======== Task inputs

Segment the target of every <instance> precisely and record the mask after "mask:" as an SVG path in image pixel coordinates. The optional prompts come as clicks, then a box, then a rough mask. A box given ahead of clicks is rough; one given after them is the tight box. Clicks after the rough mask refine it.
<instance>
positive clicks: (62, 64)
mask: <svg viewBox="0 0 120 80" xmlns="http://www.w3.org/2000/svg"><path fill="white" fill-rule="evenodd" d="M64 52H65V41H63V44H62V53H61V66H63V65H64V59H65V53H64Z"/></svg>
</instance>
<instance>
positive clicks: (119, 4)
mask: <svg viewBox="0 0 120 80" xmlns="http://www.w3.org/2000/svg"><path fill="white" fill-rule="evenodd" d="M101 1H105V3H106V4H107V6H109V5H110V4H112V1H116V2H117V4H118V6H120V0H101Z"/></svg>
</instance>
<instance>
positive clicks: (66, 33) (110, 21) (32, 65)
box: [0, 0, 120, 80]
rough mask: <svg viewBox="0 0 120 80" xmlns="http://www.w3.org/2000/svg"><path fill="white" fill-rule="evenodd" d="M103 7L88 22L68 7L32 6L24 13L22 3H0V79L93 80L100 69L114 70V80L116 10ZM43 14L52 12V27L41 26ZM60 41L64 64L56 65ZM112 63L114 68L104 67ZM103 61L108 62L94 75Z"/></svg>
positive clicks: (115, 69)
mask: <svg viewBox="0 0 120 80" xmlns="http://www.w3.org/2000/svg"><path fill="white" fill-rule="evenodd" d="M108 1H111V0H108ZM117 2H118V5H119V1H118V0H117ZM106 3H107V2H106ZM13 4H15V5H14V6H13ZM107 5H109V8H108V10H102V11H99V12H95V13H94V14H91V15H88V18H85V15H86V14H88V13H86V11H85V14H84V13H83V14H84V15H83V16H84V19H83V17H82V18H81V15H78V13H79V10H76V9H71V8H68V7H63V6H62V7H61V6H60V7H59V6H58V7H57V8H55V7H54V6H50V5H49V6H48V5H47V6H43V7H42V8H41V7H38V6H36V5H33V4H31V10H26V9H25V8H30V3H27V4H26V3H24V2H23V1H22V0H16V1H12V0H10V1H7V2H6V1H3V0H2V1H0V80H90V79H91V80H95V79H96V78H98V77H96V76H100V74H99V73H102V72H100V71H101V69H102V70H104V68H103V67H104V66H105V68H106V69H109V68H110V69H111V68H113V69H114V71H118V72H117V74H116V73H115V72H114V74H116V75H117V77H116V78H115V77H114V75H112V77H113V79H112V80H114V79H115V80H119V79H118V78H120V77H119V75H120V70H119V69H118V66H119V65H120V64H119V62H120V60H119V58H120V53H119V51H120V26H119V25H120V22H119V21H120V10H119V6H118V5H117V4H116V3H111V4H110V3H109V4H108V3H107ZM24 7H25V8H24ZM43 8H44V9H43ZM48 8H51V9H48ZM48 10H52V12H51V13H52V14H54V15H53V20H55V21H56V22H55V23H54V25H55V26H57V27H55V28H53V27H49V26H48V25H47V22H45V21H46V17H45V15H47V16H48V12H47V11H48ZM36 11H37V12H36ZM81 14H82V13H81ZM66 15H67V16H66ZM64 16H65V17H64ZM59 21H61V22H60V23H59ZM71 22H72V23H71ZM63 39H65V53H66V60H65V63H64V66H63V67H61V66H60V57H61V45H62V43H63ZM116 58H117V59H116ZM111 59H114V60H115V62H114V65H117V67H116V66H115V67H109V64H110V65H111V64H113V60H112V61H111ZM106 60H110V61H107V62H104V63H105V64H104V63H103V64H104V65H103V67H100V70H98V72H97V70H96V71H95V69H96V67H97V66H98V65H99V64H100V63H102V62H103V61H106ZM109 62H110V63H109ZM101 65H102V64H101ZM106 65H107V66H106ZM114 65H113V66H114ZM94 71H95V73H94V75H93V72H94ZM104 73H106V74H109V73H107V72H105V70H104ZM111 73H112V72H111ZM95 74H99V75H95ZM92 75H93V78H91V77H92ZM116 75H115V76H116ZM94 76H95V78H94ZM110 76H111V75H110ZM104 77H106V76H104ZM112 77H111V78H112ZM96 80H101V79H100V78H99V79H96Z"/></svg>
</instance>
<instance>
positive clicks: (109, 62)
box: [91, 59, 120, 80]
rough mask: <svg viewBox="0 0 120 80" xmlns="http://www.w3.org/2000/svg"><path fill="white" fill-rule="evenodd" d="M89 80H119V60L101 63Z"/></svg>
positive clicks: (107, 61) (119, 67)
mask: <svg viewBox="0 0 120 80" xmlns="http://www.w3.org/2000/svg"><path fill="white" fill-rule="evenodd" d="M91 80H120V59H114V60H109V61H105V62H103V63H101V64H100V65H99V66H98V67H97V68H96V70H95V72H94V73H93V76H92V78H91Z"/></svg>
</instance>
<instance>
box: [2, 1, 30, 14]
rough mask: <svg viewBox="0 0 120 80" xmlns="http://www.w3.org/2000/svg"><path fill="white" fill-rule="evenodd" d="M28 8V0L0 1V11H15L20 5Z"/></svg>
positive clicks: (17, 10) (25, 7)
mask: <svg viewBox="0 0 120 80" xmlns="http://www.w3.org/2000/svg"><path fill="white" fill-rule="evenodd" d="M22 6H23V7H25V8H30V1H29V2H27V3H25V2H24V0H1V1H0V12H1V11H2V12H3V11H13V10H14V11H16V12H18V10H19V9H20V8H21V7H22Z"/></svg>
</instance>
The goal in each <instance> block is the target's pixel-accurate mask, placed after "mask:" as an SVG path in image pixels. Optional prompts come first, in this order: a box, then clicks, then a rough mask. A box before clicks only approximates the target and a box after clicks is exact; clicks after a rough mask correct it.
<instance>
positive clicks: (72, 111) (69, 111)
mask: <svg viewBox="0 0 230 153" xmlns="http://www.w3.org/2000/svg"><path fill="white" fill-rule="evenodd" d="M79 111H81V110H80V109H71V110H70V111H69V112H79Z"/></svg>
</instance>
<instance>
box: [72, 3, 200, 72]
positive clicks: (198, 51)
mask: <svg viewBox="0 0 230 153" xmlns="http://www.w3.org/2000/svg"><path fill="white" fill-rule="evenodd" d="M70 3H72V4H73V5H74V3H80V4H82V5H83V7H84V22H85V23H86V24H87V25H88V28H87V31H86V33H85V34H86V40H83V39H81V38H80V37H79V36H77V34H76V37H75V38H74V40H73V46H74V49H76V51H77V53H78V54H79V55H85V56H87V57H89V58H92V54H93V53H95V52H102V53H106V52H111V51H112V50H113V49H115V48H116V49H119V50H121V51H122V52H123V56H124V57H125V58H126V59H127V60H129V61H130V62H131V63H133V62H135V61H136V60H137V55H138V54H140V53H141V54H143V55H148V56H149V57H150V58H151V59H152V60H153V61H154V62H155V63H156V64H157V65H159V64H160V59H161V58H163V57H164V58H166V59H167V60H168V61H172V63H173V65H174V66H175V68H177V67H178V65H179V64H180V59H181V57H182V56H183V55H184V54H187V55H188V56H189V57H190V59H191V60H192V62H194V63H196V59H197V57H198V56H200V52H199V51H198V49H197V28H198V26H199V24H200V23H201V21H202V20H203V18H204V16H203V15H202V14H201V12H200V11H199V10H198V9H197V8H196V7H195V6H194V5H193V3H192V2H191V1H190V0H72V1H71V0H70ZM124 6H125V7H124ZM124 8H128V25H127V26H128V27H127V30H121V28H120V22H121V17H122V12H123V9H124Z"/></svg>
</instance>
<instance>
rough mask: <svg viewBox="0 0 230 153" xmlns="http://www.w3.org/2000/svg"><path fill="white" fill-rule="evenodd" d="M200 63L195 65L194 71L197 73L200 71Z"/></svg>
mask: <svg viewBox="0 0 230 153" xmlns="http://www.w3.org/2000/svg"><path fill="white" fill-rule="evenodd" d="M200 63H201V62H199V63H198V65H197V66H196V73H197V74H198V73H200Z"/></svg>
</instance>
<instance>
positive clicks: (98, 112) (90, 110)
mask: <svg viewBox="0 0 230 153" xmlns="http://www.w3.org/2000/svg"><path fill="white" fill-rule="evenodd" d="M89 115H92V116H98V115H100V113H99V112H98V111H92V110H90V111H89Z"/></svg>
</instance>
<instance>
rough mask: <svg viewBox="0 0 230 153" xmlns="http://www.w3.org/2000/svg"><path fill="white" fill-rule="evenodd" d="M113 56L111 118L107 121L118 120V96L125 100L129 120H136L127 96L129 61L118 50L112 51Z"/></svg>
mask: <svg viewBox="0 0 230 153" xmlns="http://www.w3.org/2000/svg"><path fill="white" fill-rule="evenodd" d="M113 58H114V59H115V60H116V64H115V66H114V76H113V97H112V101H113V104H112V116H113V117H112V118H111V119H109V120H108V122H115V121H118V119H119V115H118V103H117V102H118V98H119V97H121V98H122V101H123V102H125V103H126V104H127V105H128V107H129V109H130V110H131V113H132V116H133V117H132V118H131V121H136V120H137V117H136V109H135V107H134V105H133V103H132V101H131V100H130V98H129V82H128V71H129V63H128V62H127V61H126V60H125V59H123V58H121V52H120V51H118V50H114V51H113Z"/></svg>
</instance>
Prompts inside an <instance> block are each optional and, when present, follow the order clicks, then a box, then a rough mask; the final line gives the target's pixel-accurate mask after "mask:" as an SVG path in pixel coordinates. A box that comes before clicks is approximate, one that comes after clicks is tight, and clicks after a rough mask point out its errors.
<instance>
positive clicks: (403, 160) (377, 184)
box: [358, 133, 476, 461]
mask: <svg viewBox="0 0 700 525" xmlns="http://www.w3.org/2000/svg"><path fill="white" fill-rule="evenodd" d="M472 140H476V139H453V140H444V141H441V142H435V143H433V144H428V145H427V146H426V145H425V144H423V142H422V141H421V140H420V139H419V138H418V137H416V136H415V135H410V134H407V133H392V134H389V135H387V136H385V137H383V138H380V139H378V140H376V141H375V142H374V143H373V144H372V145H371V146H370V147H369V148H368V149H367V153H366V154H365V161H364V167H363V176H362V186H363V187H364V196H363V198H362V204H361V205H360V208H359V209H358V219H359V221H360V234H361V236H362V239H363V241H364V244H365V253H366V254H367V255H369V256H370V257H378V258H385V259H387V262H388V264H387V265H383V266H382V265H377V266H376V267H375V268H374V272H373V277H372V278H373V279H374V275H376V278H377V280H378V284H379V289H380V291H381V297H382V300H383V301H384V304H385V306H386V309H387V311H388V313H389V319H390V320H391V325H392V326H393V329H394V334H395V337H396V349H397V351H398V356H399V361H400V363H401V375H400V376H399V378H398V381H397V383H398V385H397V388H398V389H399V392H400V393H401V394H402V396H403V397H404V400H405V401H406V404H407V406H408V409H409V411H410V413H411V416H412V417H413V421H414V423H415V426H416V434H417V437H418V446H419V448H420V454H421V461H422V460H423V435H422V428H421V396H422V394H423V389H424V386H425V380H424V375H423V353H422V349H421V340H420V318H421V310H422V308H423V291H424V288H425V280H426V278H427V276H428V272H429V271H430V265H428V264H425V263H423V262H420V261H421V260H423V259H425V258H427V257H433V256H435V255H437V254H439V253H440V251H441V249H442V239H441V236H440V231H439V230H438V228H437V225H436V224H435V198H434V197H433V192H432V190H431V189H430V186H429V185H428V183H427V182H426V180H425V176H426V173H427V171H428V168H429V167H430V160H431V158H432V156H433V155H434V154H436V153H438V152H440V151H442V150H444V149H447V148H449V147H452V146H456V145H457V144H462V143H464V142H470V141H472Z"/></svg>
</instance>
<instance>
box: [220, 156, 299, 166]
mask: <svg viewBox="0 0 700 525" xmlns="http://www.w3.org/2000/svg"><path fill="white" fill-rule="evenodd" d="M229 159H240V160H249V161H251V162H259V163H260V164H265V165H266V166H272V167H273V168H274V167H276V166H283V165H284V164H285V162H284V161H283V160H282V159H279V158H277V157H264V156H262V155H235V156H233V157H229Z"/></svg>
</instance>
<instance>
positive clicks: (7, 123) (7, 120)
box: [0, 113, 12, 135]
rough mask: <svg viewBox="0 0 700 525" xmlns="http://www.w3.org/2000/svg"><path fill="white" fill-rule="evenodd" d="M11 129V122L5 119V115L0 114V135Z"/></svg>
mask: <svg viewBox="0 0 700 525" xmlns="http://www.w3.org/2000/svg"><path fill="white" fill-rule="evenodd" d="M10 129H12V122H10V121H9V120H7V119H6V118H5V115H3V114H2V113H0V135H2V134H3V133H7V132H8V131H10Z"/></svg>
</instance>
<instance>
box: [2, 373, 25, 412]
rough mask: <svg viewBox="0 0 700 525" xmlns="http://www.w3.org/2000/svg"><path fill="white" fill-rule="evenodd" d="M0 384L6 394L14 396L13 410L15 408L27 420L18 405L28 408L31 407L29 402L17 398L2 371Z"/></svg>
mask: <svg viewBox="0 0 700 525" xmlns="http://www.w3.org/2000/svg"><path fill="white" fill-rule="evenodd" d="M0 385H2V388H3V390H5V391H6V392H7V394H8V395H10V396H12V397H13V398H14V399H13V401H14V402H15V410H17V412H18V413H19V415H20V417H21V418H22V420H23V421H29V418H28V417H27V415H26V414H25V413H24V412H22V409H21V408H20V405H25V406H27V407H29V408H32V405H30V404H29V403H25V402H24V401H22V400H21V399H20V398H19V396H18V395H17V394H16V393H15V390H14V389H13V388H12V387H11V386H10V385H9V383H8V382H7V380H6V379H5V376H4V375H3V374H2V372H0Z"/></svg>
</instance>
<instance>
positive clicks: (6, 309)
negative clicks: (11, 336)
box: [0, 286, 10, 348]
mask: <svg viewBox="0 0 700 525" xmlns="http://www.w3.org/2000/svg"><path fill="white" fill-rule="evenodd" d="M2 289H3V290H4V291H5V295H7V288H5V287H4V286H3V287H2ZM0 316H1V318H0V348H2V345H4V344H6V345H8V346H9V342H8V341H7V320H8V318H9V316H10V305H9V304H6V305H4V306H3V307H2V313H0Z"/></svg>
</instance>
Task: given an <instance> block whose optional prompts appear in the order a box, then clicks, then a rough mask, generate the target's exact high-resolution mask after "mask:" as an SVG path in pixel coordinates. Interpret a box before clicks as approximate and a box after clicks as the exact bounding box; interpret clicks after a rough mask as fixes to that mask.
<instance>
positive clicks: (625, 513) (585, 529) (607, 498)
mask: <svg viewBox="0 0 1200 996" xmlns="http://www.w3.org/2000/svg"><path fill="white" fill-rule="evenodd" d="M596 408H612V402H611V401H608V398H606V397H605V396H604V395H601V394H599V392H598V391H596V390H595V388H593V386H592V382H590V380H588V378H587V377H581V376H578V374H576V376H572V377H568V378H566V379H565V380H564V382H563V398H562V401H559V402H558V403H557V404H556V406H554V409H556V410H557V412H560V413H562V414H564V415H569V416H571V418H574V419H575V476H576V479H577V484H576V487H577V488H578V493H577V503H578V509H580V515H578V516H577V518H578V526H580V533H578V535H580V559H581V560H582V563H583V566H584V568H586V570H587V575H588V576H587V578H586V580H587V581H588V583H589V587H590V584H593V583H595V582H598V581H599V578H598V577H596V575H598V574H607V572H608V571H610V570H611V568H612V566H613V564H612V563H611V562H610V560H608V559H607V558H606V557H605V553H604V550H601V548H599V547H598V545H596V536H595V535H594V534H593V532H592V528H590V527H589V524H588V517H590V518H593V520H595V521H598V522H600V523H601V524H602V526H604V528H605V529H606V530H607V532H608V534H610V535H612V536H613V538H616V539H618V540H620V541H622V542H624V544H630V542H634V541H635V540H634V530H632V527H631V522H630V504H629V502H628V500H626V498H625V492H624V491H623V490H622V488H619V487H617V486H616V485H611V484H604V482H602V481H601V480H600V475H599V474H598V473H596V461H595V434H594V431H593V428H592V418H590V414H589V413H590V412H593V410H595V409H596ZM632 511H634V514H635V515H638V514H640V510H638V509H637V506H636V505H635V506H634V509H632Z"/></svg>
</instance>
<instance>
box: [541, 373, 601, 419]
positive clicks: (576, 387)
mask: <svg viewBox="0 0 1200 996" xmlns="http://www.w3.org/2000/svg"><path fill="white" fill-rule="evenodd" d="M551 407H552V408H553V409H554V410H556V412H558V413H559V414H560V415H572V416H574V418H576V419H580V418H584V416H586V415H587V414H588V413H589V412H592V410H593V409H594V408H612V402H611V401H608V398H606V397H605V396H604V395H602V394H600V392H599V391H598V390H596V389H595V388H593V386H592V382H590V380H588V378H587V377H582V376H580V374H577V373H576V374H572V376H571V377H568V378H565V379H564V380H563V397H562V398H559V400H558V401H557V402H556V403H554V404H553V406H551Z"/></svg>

================

### Try it
Count the lines of the entries that hold the string "order", then state that number and nothing more.

### Answer to the problem
3